4

Spark 2.3.0 with Scala 2.11. I'm implementing a custom Aggregator according to the docs here. The aggregator requires 3 types for input, buffer, and output.

My aggregator has to act upon all previous rows in the window so I declared it like this:

case class Foo(...)

object MyAggregator extends Aggregator[Foo, ListBuffer[Foo], Boolean] {
    // other override methods
    override def bufferEncoder: Encoder[ListBuffer[Mod]] = ???
}

One of the override methods is supposed to return the encoder for the buffer type, which in this case is a ListBuffer. I can't find any suitable encoder for org.apache.spark.sql.Encoders nor any other way to encode this so I don't know what to return here.

I thought of creating a new case class which has a single property of type ListBuffer[Foo] and using that as my buffer class, and then using Encoders.product on that, but I am not sure if that is necessary or if there is something else I am missing. Thanks for any tips.

Jacek Laskowski
  • 72,696
  • 27
  • 242
  • 420
Uncle Long Hair
  • 2,719
  • 3
  • 23
  • 33
  • Just analyzing what you said to understand things better. _"My aggregator has to act upon all previous rows in the window so I declared it like this:"_ does it make any difference whether your aggregator acts upon previous rows or any rows? Just curious how important this is. – Jacek Laskowski May 04 '18 at 20:34
  • In my use case say there are 5 rows, the result for row 1 depends on row 1, the result for row 2 depends on rows 1 and 2, the result for row 3 depends on 1-3, etc . This depends on a specific row sort. If every row depended on all other rows I guess I'd have to do this in 2 passes, first to collect all of the values for the window with collect_list or collect_set, and another pass to calculate the aggregated values. – Uncle Long Hair May 08 '18 at 18:25
  • Isn't that window aggregation and the requirement of "previous rows" a window specification? – Jacek Laskowski May 08 '18 at 20:11

2 Answers2

6

You should just let Spark SQL do its work and find the proper encoder using ExpressionEncoder as follows:

scala> spark.version
res0: String = 2.3.0

case class Mod(id: Long)

import org.apache.spark.sql.Encoder
import scala.collection.mutable.ListBuffer
import org.apache.spark.sql.catalyst.encoders.ExpressionEncoder

scala> val enc: Encoder[ListBuffer[Mod]] = ExpressionEncoder()

> Written instruction
Supply the next portion of the Spark Aggregator thread on encoding a ListBuffer buffer, beginning after its final line.

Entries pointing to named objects
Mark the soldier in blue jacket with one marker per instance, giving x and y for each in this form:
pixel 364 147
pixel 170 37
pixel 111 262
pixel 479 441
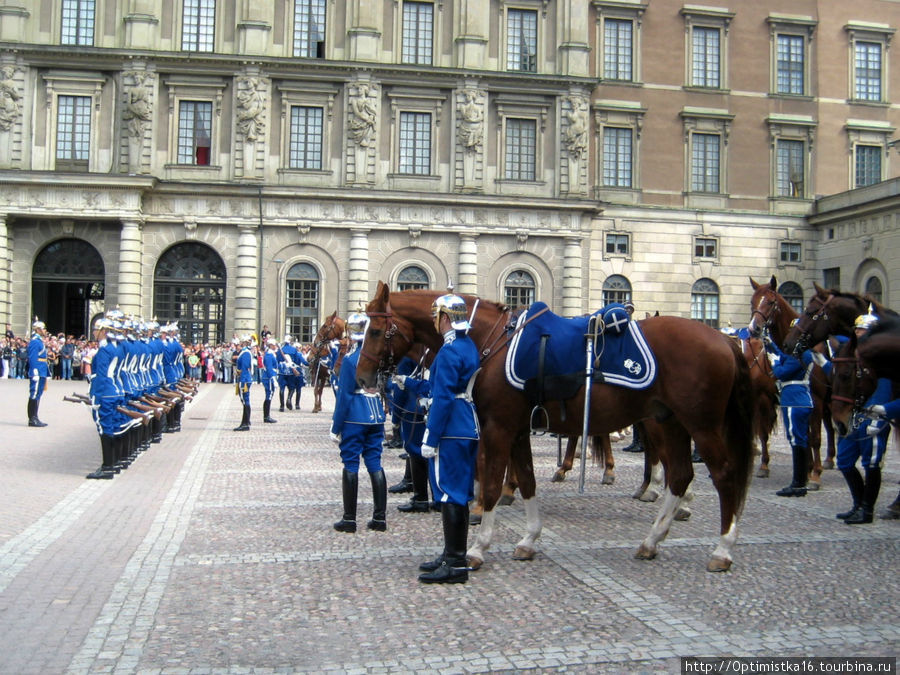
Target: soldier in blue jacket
pixel 270 376
pixel 244 369
pixel 792 375
pixel 37 371
pixel 451 436
pixel 357 426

> Right answer
enc: org.apache.spark.sql.Encoder[scala.collection.mutable.ListBuffer[Mod]] = class[value[0]: array<struct<id:bigint>>]
Jacek Laskowski
  • 72,696
  • 27
  • 242
  • 420
  • Thank you that is remarkably simple and appears to work. The encoder that is implicitly created is not one that I could have created explicitly. – Uncle Long Hair May 10 '18 at 16:44
1

I cannot see anything in org.apache.spark.sql.Encoders that could be used to directly encode a ListBuffer, or for that matter even a List

One option seems to be going with putting it in a case class, as you suggested:

import org.apache.spark.sql.Encoders

case class Foo(field: String)
case class Wrapper(lb: scala.collection.mutable.ListBuffer[Foo])
Encoders.product[Wrapper]

Another option could be to use kryo:

Encoders.kryo[scala.collection.mutable.ListBuffer[Foo]]

Or finally you could look at ExpressionEncoders, which extend Encoder:

import org.apache.spark.sql.catalyst.encoders.ExpressionEncoder
ExpressionEncoder[scala.collection.mutable.ListBuffer[Foo]]

This is the best solution, as it keeps everything transparent to catalyst and therefore allows it to do all of its wonderful optimisations.

One thing I noticed whilst having a play:

ExpressionEncoder[scala.collection.mutable.ListBuffer[Foo]].schema == ExpressionEncoder[List[Foo]].schema

I haven't tested any of the above whilst executing aggregations, so there may be runtime issues. Hope this is helpful.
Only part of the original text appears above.